* [Task details]
Copy word for word, please, the lines of the entries below running from the one containing "Target: red kayak" to the one containing "[locate] reflection on", both ends included.
■ ■ ■ ■ ■
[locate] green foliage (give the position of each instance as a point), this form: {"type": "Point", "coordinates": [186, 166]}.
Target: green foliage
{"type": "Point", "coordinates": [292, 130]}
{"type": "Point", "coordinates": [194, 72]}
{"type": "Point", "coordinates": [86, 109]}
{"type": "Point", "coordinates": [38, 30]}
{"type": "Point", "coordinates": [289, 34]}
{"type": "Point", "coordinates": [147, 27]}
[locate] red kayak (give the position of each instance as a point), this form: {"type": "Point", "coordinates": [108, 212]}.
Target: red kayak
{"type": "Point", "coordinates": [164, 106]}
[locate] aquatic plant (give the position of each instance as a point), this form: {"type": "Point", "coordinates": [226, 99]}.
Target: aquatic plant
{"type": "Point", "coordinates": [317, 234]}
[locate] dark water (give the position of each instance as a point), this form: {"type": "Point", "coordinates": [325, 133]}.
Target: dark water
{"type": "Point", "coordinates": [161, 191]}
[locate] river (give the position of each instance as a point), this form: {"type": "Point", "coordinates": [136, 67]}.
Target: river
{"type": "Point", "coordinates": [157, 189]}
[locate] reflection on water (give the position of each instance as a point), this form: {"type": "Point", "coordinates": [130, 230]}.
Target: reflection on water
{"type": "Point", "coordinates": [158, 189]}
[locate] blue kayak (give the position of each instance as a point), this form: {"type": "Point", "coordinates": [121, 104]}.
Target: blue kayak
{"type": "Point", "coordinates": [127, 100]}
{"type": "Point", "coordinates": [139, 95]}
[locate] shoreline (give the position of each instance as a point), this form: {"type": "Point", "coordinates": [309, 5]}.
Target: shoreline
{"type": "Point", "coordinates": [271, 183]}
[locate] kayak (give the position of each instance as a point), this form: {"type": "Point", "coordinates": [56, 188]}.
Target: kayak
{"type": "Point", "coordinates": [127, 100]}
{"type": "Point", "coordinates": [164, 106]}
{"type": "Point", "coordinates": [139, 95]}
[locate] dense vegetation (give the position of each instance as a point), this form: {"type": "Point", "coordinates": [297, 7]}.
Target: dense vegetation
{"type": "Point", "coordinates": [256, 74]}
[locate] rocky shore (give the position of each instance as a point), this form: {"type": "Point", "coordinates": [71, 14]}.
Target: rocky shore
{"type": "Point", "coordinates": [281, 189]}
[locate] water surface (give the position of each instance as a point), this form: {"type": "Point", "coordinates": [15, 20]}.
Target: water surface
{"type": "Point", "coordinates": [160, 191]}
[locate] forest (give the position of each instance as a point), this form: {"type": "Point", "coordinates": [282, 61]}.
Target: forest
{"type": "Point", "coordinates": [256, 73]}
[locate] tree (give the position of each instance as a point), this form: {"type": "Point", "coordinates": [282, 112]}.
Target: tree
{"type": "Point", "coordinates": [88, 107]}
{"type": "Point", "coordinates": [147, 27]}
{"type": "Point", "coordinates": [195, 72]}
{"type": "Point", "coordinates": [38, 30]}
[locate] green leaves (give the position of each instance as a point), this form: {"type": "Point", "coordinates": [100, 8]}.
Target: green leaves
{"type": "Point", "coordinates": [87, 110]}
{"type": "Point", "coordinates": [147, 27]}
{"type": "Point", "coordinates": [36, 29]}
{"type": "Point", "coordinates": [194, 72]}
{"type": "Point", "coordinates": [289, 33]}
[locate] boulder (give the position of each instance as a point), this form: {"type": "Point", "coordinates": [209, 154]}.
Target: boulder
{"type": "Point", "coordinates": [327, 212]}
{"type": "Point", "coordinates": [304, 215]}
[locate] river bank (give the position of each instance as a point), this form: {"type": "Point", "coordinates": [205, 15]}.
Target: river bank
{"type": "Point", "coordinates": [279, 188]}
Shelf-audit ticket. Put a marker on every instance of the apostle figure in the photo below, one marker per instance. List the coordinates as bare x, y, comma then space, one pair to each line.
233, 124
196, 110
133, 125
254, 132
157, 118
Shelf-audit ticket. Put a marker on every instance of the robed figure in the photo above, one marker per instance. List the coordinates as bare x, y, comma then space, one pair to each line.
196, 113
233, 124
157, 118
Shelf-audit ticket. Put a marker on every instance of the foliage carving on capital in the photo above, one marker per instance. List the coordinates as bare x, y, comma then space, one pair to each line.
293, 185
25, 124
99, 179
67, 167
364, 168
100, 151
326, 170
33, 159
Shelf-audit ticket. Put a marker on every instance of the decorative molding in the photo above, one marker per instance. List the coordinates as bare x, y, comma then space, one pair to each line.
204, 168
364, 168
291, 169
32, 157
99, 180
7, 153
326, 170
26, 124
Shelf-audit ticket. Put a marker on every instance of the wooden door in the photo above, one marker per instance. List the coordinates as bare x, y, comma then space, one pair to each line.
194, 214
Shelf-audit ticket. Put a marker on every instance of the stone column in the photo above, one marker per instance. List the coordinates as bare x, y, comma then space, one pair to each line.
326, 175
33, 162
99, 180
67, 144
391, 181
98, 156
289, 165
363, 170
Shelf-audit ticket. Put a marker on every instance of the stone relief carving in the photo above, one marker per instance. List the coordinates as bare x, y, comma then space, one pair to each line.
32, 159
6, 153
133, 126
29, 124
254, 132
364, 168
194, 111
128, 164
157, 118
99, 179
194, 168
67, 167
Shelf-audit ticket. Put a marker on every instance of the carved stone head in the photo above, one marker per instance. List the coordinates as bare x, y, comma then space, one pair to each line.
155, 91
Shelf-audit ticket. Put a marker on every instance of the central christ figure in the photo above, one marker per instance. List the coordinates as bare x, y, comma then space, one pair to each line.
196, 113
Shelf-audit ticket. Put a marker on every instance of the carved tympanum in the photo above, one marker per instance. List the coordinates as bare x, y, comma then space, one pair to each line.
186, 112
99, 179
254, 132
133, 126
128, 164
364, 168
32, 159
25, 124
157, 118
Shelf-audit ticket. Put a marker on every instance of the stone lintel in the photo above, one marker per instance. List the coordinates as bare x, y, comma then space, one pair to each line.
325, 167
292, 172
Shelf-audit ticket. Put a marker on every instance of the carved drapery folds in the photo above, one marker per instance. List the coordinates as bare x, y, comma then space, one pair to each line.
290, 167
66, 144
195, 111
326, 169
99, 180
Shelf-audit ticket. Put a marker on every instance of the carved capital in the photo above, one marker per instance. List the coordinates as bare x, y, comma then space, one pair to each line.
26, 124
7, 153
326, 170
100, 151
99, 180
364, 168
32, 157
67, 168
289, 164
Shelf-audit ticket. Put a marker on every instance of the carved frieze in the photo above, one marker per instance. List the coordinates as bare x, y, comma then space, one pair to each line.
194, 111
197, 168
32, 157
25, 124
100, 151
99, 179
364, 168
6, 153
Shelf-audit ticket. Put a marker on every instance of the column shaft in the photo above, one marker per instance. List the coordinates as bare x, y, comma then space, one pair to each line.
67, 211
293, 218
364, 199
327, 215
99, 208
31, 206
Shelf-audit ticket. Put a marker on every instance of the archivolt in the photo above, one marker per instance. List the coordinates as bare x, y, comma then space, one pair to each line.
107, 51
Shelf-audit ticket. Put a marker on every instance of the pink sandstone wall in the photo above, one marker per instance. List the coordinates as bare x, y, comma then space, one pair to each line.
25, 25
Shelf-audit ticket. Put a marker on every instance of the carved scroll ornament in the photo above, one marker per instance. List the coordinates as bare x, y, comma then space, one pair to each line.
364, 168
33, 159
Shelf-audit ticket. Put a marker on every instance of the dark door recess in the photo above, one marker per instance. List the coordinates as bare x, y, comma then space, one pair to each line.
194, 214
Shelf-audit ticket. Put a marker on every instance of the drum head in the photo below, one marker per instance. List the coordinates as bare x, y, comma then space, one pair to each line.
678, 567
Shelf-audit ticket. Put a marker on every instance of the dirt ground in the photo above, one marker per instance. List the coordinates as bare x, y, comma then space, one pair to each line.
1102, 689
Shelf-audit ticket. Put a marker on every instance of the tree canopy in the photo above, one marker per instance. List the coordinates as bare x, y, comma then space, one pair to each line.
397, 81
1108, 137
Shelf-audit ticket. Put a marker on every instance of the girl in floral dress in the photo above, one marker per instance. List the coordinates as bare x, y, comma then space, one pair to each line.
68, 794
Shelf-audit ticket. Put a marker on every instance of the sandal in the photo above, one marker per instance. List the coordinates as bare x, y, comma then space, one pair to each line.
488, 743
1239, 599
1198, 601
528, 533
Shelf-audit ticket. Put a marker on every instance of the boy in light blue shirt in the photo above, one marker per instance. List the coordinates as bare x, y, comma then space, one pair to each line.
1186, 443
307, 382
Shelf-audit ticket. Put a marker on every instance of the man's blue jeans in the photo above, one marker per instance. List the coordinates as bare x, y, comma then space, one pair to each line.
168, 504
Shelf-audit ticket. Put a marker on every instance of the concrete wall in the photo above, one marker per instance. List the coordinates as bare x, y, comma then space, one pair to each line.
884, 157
■ ■ ■ ■ ■
* [Response]
Target: red kayak
{"type": "Point", "coordinates": [164, 106]}
[locate] aquatic plant (give the position of each instance as a point), this form: {"type": "Point", "coordinates": [226, 99]}.
Target: aquatic plant
{"type": "Point", "coordinates": [317, 234]}
[locate] dark water (give the position of each instance as a point), this form: {"type": "Point", "coordinates": [325, 133]}.
Target: dark water
{"type": "Point", "coordinates": [161, 191]}
[locate] river (give the position of each instance as a point), this form: {"type": "Point", "coordinates": [136, 67]}.
Target: river
{"type": "Point", "coordinates": [157, 189]}
[locate] reflection on water (give the position of each instance as a point), this form: {"type": "Point", "coordinates": [130, 230]}.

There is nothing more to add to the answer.